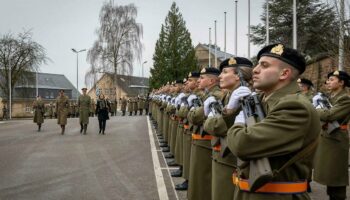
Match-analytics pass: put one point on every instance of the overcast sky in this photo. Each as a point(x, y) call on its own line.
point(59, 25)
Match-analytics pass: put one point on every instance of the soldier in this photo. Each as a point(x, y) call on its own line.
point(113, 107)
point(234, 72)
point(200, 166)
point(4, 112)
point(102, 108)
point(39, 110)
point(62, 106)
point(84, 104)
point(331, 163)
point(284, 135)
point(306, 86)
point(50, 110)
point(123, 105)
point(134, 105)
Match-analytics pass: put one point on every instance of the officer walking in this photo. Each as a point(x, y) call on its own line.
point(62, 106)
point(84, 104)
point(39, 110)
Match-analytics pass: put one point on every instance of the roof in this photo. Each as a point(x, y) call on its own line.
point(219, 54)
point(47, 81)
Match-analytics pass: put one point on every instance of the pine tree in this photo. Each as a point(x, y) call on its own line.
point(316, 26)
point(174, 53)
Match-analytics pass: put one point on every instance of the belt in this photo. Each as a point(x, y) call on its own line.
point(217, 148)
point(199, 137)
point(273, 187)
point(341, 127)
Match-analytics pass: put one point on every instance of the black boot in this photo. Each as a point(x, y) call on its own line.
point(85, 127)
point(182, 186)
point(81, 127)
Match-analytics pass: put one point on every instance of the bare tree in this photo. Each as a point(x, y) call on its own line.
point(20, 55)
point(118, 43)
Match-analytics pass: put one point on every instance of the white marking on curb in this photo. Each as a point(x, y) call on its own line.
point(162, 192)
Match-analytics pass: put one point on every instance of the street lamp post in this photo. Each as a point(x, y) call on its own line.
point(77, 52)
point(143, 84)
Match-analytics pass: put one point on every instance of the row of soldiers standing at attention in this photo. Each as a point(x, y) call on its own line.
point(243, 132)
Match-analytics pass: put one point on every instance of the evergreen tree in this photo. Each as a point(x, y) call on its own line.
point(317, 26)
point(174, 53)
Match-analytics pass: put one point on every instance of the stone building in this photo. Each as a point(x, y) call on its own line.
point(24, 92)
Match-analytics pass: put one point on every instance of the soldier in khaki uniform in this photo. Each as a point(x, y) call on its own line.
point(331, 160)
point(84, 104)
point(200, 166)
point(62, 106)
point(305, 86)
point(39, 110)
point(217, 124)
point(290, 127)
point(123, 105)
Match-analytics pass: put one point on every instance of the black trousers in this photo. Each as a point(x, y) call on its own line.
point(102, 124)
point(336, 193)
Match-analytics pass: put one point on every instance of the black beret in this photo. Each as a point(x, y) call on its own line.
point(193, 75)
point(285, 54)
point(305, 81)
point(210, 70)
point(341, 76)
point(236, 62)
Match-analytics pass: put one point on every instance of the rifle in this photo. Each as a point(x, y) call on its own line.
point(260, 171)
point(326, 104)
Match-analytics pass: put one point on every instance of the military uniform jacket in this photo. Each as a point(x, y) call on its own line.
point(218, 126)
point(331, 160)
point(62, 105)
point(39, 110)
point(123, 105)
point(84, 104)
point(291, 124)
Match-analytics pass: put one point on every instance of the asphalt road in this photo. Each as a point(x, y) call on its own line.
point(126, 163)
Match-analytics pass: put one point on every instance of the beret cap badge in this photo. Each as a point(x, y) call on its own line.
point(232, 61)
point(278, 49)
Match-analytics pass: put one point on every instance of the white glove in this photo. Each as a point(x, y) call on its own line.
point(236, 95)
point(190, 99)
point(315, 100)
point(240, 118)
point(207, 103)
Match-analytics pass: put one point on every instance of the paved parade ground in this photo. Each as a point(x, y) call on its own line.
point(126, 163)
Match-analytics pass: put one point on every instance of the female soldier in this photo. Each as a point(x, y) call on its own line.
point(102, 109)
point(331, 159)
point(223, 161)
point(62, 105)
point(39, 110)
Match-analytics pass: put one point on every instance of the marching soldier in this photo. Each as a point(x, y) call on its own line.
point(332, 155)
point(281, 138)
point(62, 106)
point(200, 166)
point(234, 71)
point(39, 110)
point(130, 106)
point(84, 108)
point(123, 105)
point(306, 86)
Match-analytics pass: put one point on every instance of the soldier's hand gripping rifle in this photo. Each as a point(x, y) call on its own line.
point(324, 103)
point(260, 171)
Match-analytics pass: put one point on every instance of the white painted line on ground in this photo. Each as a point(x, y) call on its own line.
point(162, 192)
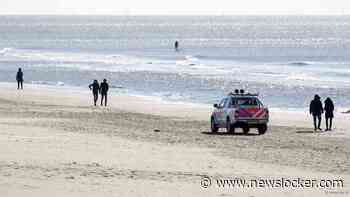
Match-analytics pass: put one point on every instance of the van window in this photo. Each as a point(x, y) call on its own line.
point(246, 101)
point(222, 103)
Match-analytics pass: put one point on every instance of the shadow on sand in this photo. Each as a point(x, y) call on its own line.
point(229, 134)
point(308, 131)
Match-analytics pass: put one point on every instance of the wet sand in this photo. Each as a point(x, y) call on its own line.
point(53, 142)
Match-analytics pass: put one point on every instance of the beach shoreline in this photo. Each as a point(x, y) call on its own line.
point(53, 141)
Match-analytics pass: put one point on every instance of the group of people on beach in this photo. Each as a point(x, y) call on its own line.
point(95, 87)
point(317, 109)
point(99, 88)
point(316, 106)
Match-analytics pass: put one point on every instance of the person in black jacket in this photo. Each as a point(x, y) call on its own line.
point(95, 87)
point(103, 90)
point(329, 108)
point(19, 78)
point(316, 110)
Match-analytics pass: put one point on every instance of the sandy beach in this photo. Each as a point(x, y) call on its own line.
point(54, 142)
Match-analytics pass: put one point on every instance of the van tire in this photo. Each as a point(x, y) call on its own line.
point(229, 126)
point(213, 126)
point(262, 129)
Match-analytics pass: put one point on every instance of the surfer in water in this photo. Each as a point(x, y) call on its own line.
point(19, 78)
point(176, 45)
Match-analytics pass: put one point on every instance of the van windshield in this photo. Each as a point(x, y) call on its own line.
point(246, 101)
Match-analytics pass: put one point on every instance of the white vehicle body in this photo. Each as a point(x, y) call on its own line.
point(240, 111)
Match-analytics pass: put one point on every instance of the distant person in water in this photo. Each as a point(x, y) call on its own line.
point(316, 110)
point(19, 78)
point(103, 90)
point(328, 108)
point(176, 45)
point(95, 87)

Task requirements:
Convert all of the material above into a JSON list of strings, one string per line, skipping blank lines and leaving the pictures out.

Output for this exercise:
[
  "Match-analytics pass: put one point on every instance of the overcast sky in this photo. Each as a point(x, y) call on its own line.",
  "point(59, 25)",
  "Match-analytics pass: put one point on every instance of the soldier in this photo. Each as a point(x, y) call on its own line.",
  "point(113, 107)",
  "point(234, 72)",
  "point(200, 166)",
  "point(4, 112)",
  "point(102, 108)",
  "point(39, 110)",
  "point(62, 106)",
  "point(84, 104)",
  "point(331, 163)",
  "point(284, 135)",
  "point(306, 86)",
  "point(50, 110)",
  "point(123, 105)",
  "point(134, 105)",
  "Match-analytics pass: put one point on every instance of the officer walking in this photo. Each as a point(x, y) call on its own line.",
  "point(62, 106)",
  "point(84, 104)",
  "point(39, 110)",
  "Match-analytics pass: put one point on every instance of the roof in this photo. Each as a point(x, y) call on its own line.",
  "point(219, 54)",
  "point(47, 81)",
  "Match-analytics pass: put one point on every instance of the pine tree in this photo. Each as a point(x, y) call on its own line.",
  "point(316, 26)",
  "point(174, 53)",
  "Match-analytics pass: put one point on every instance of the belt in this photo. Each as a point(x, y) call on its own line.",
  "point(217, 148)",
  "point(199, 137)",
  "point(273, 187)",
  "point(341, 127)",
  "Match-analytics pass: put one point on every instance of the black boot in this photo. Each as a point(x, y) call on its own line.",
  "point(85, 127)",
  "point(182, 186)",
  "point(81, 127)",
  "Match-analytics pass: put one point on every instance of the bare tree in this photo. Each as a point(x, y) call on its own line.",
  "point(20, 55)",
  "point(118, 43)",
  "Match-analytics pass: put one point on every instance of the white marking on curb in this photo. Each as a point(x, y) call on its own line.",
  "point(162, 192)",
  "Match-analytics pass: put one point on every instance of the street lamp post in this photo. Each as a point(x, y) call on its own line.",
  "point(77, 52)",
  "point(143, 84)",
  "Match-analytics pass: put one point on every instance of the row of soldiers standing at attention in this photo. Each as a point(x, y) call on its own line.",
  "point(243, 132)",
  "Match-analytics pass: put one point on every instance of the evergreen tree in this photo. Each as a point(x, y) call on its own line.",
  "point(317, 26)",
  "point(174, 53)",
  "Match-analytics pass: put one point on every instance of the stone building in this photo. Each as a point(x, y) call on its own line.",
  "point(24, 92)",
  "Match-analytics pass: put one point on every instance of the soldier in khaki uniform in this photo. Each as a point(x, y) call on its own line.",
  "point(331, 160)",
  "point(84, 104)",
  "point(200, 166)",
  "point(62, 106)",
  "point(305, 86)",
  "point(39, 110)",
  "point(217, 124)",
  "point(290, 127)",
  "point(123, 105)",
  "Match-analytics pass: put one point on every instance of the black trousers in this photo. Each as a point(x, y) call on its own line.",
  "point(102, 124)",
  "point(336, 193)",
  "Match-analytics pass: put one point on every instance of the black beret in this photo. Each as a point(x, y) call on its own line.",
  "point(193, 75)",
  "point(285, 54)",
  "point(305, 81)",
  "point(210, 70)",
  "point(341, 76)",
  "point(236, 62)",
  "Match-analytics pass: put one point on every instance of the rifle in this photo. Each as a point(x, y) call on its own line.",
  "point(260, 171)",
  "point(326, 104)",
  "Match-analytics pass: put one point on every instance of the military uniform jacket in this photo. Each as a point(x, y) call on its own line.",
  "point(218, 126)",
  "point(331, 160)",
  "point(62, 105)",
  "point(39, 110)",
  "point(123, 105)",
  "point(84, 104)",
  "point(291, 124)",
  "Match-analytics pass: put one point on every instance of the asphalt road in this photo. Each as a point(x, y) call on its own line.",
  "point(126, 163)",
  "Match-analytics pass: put one point on every instance of the beret cap badge in this photo. Each as a point(x, y) call on its own line.",
  "point(232, 61)",
  "point(278, 49)",
  "Match-analytics pass: put one point on every instance of the white glove in this photo. Each as a point(x, y) call on its own line.",
  "point(236, 95)",
  "point(190, 99)",
  "point(315, 100)",
  "point(240, 118)",
  "point(207, 103)",
  "Match-analytics pass: put one point on every instance of the paved parade ground in this photo. Each as a point(x, y) call on its own line.",
  "point(126, 163)",
  "Match-analytics pass: put one point on every instance of the female soldier in this photo. Each as a point(x, y) call on its own line.",
  "point(102, 109)",
  "point(331, 159)",
  "point(223, 161)",
  "point(62, 105)",
  "point(39, 110)",
  "Match-analytics pass: put one point on every instance of the marching soldier in this photo. Each as a point(x, y) call on its own line.",
  "point(332, 155)",
  "point(281, 138)",
  "point(62, 106)",
  "point(200, 166)",
  "point(234, 71)",
  "point(39, 110)",
  "point(130, 106)",
  "point(84, 108)",
  "point(123, 105)",
  "point(306, 86)",
  "Match-analytics pass: put one point on every instance of the soldier's hand gripping rifle in this photo. Each as a point(x, y) call on its own line.",
  "point(324, 103)",
  "point(260, 171)",
  "Match-analytics pass: put one point on every instance of the white painted line on ground in this photo. Each as a point(x, y) call on its own line.",
  "point(162, 192)",
  "Match-analytics pass: put one point on every instance of the van window in this photo. Each as a point(x, y) call on its own line.",
  "point(246, 101)",
  "point(222, 103)",
  "Match-analytics pass: put one point on every instance of the shadow on sand in this photo. Each as a point(x, y) call on its own line.",
  "point(229, 134)",
  "point(308, 131)",
  "Match-analytics pass: put one point on every instance of the wet sand in this photo. Each as a point(x, y) call on its own line.",
  "point(53, 142)",
  "Match-analytics pass: put one point on every instance of the beach shoreline in this photo. Each as a point(x, y) call on its own line.",
  "point(53, 141)",
  "Match-analytics pass: put one point on every instance of the group of people on beach in this photo. Each as a point(x, y) call on its own line.",
  "point(95, 87)",
  "point(317, 109)",
  "point(99, 88)",
  "point(316, 106)",
  "Match-analytics pass: put one point on every instance of the person in black jacket in this photo. Each as a point(x, y) call on its own line.",
  "point(95, 87)",
  "point(103, 90)",
  "point(329, 108)",
  "point(19, 78)",
  "point(316, 110)",
  "Match-analytics pass: put one point on every instance of the sandy beach in this photo. Each as a point(x, y) call on its own line.",
  "point(54, 142)",
  "Match-analytics pass: put one point on every instance of the van tire in this photo. Each as a point(x, y) call on its own line.",
  "point(229, 126)",
  "point(213, 126)",
  "point(262, 129)",
  "Match-analytics pass: put one point on every instance of the surfer in water in this photo. Each as a point(x, y) call on its own line.",
  "point(19, 78)",
  "point(176, 45)",
  "Match-analytics pass: put one point on every instance of the van windshield in this photo. Each as a point(x, y) call on its own line.",
  "point(246, 101)",
  "Match-analytics pass: put one point on every instance of the white vehicle body in this photo. Each as a point(x, y) call on its own line.",
  "point(240, 111)",
  "Match-analytics pass: put one point on every instance of the distant person in water in this photo. Each as a point(x, y) call on its own line.",
  "point(316, 110)",
  "point(19, 78)",
  "point(103, 90)",
  "point(328, 108)",
  "point(176, 45)",
  "point(95, 87)"
]